Goal of the exercise
Write out each record in full and exactly as given. Skip any pictures.

● ● ● ● ● ● ●

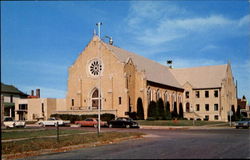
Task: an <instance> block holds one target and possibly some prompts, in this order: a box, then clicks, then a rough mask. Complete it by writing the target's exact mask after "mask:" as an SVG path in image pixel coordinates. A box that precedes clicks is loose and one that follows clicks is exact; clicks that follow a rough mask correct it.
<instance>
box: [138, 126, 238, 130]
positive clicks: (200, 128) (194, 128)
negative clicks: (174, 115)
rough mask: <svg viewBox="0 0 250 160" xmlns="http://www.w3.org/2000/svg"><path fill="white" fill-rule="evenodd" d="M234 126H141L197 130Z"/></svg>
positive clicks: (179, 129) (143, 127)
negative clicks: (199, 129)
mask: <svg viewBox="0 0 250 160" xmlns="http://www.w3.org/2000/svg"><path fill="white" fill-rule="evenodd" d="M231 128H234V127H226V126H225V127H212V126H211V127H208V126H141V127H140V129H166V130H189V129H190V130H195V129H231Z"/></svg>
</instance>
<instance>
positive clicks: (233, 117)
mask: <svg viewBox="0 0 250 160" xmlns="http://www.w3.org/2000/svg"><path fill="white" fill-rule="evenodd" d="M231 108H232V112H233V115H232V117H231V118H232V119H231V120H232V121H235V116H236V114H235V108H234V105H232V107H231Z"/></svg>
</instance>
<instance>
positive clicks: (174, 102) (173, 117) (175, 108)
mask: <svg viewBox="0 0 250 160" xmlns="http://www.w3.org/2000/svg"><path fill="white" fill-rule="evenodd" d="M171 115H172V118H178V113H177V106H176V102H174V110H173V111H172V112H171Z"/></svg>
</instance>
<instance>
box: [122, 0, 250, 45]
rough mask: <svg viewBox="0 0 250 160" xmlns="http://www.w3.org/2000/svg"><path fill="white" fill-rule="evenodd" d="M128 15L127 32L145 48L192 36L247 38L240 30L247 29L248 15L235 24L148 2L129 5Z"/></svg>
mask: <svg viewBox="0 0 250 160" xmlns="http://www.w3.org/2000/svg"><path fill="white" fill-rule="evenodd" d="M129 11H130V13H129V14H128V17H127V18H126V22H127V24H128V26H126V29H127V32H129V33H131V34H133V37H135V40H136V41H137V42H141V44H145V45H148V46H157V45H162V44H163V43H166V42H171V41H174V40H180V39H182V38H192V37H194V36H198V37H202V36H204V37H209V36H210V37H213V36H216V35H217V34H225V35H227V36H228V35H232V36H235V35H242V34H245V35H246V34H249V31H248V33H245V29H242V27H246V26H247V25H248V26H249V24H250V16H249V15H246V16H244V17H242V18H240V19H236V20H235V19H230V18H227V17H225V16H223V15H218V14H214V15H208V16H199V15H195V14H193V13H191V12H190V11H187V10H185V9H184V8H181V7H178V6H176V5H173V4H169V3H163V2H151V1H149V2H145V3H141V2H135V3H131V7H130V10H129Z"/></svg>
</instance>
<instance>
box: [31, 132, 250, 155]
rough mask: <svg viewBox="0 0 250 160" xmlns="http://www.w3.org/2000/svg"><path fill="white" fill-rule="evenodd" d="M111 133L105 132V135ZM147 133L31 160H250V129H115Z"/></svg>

● ● ● ● ● ● ●

Answer area
Task: an <instance> block holds one target and possibly some prompts, in this order: a box, then clicks, then a rough mask. Complete it by writing the target's exact mask after "mask:" as an SVG path in image pixel coordinates. A box that precedes clicks is loose and one that follows clicks is exact; clicks that follow a rough mask correct it.
<instance>
box: [138, 126, 238, 130]
positive clicks: (200, 128) (194, 128)
negative clicks: (174, 115)
rough mask: <svg viewBox="0 0 250 160" xmlns="http://www.w3.org/2000/svg"><path fill="white" fill-rule="evenodd" d="M234 126H141L197 130Z"/></svg>
positive clicks: (179, 129) (143, 127)
negative clicks: (199, 129)
mask: <svg viewBox="0 0 250 160" xmlns="http://www.w3.org/2000/svg"><path fill="white" fill-rule="evenodd" d="M231 128H234V127H226V126H225V127H212V126H211V127H208V126H141V127H140V129H166V130H189V129H190V130H195V129H231Z"/></svg>
</instance>
<instance>
positive clicks: (233, 117)
mask: <svg viewBox="0 0 250 160" xmlns="http://www.w3.org/2000/svg"><path fill="white" fill-rule="evenodd" d="M231 108H232V112H233V115H232V117H231V118H232V119H231V120H232V121H235V116H236V114H235V108H234V105H232V107H231Z"/></svg>
</instance>
<instance>
positive clicks: (174, 102) (173, 117) (175, 108)
mask: <svg viewBox="0 0 250 160" xmlns="http://www.w3.org/2000/svg"><path fill="white" fill-rule="evenodd" d="M171 115H172V118H178V113H177V106H176V102H174V110H173V111H172V112H171Z"/></svg>
</instance>
<instance>
box: [122, 0, 250, 45]
rough mask: <svg viewBox="0 0 250 160" xmlns="http://www.w3.org/2000/svg"><path fill="white" fill-rule="evenodd" d="M128 15L127 32L145 48L192 36L247 38L240 30L247 29L248 15L235 24L148 2L129 5Z"/></svg>
mask: <svg viewBox="0 0 250 160" xmlns="http://www.w3.org/2000/svg"><path fill="white" fill-rule="evenodd" d="M129 11H130V13H129V14H128V17H127V18H126V22H127V24H128V26H126V29H127V32H129V33H131V34H133V37H135V40H136V41H137V42H141V44H145V45H148V46H157V45H162V44H163V43H166V42H171V41H174V40H180V39H182V38H192V37H194V36H198V37H202V36H204V37H209V36H210V37H213V36H216V35H217V34H225V35H227V36H228V35H232V36H235V35H242V34H245V35H246V34H249V31H248V33H245V29H242V27H246V26H247V25H248V26H249V24H250V16H249V15H246V16H244V17H242V18H240V19H236V20H235V19H230V18H227V17H225V16H223V15H218V14H214V15H208V16H199V15H195V14H193V13H191V12H190V11H187V10H185V9H184V8H181V7H178V6H176V5H173V4H169V3H163V2H151V1H149V2H145V3H141V2H135V3H131V7H130V10H129Z"/></svg>
</instance>
<instance>
box: [31, 132, 250, 155]
rough mask: <svg viewBox="0 0 250 160" xmlns="http://www.w3.org/2000/svg"><path fill="white" fill-rule="evenodd" d="M111 133L105 132V135ZM147 133L31 160H250V129H115Z"/></svg>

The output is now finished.